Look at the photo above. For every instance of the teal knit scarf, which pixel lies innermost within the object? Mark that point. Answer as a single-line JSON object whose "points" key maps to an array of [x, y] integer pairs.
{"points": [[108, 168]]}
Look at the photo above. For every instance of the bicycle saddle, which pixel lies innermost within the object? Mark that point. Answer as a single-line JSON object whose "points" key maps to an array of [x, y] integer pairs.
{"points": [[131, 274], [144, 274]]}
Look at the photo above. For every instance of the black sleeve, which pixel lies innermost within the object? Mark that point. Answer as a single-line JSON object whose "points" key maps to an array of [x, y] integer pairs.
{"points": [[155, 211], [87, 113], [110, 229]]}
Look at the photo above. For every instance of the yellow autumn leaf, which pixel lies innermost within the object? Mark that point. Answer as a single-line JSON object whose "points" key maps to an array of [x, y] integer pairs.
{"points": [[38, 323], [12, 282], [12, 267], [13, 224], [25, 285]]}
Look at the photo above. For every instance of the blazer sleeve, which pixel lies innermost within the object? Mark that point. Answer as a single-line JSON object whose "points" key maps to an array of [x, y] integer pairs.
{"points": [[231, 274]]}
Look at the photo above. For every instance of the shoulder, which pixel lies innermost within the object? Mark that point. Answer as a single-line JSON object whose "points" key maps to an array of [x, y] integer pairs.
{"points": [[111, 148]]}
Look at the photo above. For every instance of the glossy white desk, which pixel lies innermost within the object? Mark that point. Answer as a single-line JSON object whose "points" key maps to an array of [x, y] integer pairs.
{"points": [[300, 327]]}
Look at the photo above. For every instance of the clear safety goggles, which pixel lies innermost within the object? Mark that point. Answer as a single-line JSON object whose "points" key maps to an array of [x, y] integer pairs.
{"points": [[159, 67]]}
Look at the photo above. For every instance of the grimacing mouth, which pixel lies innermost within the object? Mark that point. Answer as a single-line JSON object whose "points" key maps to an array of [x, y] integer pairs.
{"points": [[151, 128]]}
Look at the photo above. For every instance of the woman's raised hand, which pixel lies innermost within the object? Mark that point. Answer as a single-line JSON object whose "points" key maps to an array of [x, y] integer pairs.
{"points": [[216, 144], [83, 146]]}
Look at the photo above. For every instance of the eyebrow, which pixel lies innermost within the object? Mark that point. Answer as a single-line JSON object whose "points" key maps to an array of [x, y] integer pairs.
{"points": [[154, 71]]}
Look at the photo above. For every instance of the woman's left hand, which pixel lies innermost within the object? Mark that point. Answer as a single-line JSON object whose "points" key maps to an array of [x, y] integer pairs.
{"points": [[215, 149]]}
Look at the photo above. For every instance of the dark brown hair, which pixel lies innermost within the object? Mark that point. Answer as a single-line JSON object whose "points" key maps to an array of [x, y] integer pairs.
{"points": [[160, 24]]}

• **TASK OBJECTIVE**: Please copy all of the data above exactly.

• **FINISHED TASK**:
Look at the photo above. For every instance of the teal knit scarf, which pixel lies innermost within the object? Mark that point. Answer as a single-line JSON object whose "points" key maps to an array of [x, y] integer pairs.
{"points": [[108, 168]]}
Look at the photo above. For every instance of the bicycle saddle, which pixel lies innermost within the object? Mark that point. Answer as a single-line JSON object whose "points" key maps to an array of [x, y] integer pairs.
{"points": [[131, 274], [144, 274]]}
Look at the photo above. For every instance of the black sleeve, which pixel lies innermost within the object? Mark that point. Answer as a single-line JSON object whose "points" key maps to an array of [x, y] integer pairs.
{"points": [[155, 211], [87, 113], [110, 229]]}
Look at the photo above. For every instance of the yellow autumn leaf, which pixel lies innermost within the object? Mark that point. Answer as a single-line JSON object whose "points" key maps to an array of [x, y] integer pairs.
{"points": [[38, 323], [12, 282], [12, 267], [13, 224], [25, 285]]}
Look at the photo above. For every instance of the blazer sleeve, which pixel lies innermost within the object? Mark that point. Answer as a single-line JSON object whose "points" key maps to an array of [x, y] integer pairs.
{"points": [[231, 274]]}
Look at the photo above. For every instance of the shoulder, which pixel lies innermost within the object? Mark that point. Answer as a single-line JSON object whose "points" key maps to an array of [x, y] integer pairs.
{"points": [[111, 148]]}
Look at the photo above. For every instance of the glossy white desk, which pixel lies innermost within the object? Mark that point. Answer as a single-line JSON object whose "points" key maps to an array of [x, y] integer pairs.
{"points": [[300, 327]]}
Look at the photo above. For every instance of the clear safety goggles, which pixel lies innermost within the object? Mark that point. Answer as a single-line JSON object whose "points" key maps to an array of [x, y] integer pairs.
{"points": [[159, 67]]}
Look at the photo above. For every instance of the grimacing mouth, which pixel lies innermost within the object? Mark that point. Answer as a single-line JSON object whose "points" key maps to an array of [x, y] integer pairs.
{"points": [[151, 128]]}
Look at the photo above. For every instance of the woman's raised hand, which pixel lies innermost within the object? Mark that point. Answer as a single-line JSON object whose "points" key maps to an array of [x, y] integer pairs.
{"points": [[216, 144], [83, 146]]}
Look at the photo above. For every instance of the eyebrow, which pixel lies innermost within the object? Mark that point. Answer as a single-line JSON object whose "points" key maps to an array of [x, y] integer pairs.
{"points": [[154, 71]]}
Look at the photo above. For every instance of the woman's left hand, which pixel lies innermost within the object? Mark that point. Answer as a single-line JSON object whose "points" key maps to an array of [x, y] integer pairs.
{"points": [[215, 149]]}
Look at the photo above. For every instance of the dark brown hair, which pixel lies innermost within the object? Mark that point. Answer as a single-line JSON object whose "points" key maps to an array of [x, y] integer pairs.
{"points": [[160, 24]]}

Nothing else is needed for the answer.